__WRITTEN REQUEST__. Reproduce the records verbatim from the line containing "--target=tall grass --vertices=whole-pixels" through the line containing "[[[128,2],[2,2],[2,40],[130,42]]]", including both of those lines. Leave the pictures out of your answer.

Excerpts from annotation records
· · · · · · ·

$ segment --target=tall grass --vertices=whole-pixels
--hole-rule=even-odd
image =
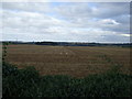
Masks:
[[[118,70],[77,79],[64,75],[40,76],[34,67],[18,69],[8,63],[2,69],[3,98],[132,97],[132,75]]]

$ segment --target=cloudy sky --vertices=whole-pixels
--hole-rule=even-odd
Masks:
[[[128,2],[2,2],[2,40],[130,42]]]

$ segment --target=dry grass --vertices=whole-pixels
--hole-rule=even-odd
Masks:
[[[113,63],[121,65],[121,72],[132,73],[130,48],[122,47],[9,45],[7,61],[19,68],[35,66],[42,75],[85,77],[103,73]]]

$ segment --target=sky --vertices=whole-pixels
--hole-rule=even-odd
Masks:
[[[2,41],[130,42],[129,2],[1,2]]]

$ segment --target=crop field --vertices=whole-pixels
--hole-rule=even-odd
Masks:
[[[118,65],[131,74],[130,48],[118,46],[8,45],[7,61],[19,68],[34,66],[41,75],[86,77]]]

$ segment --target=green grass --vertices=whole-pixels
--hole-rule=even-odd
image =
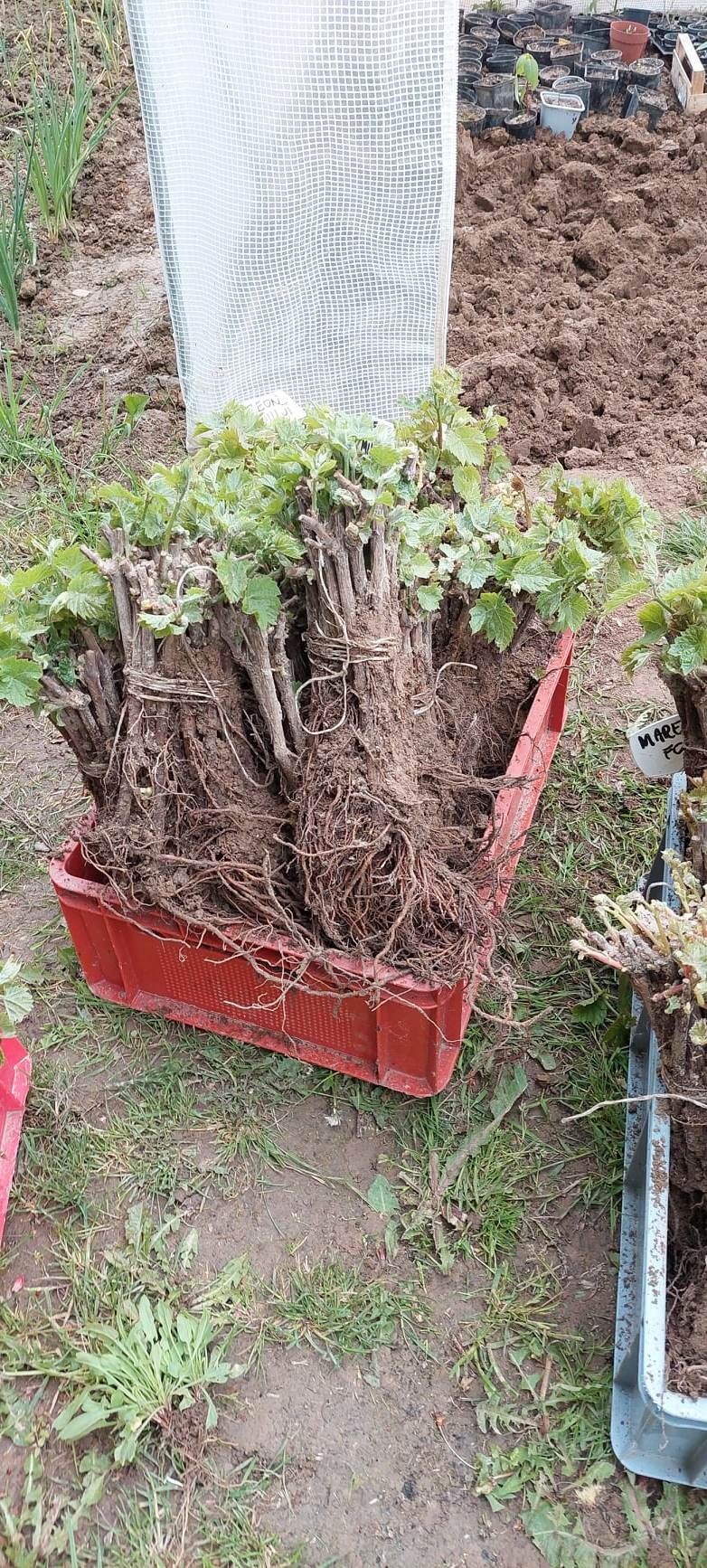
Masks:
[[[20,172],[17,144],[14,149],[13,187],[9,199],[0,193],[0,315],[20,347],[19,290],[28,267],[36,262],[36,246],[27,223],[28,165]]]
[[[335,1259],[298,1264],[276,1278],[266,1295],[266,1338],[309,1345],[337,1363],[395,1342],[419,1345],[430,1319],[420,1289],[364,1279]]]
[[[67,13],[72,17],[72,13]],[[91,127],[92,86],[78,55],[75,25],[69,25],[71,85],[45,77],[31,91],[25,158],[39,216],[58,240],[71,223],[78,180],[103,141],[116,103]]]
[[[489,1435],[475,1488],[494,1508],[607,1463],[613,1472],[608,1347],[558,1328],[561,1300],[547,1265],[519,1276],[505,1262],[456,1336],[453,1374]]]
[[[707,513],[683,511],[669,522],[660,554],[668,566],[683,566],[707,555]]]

· · · · · · ·

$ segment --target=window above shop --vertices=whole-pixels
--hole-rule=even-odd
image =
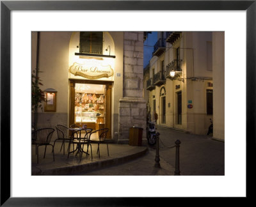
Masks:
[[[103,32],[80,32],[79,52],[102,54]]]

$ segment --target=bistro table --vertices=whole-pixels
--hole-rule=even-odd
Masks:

· · · · · · ·

__ANSWER TO THIS PROBLEM__.
$ segment --target=tall grass --vertices=whole-pixels
--hole-rule=even-odd
image =
Masks:
[[[118,70],[77,79],[64,75],[40,76],[34,67],[18,69],[8,63],[2,69],[3,98],[132,97],[132,75]]]

$ segment --target=cloudy sky --vertices=whole-pixels
--hole-rule=even-odd
Masks:
[[[128,2],[2,2],[2,40],[130,42]]]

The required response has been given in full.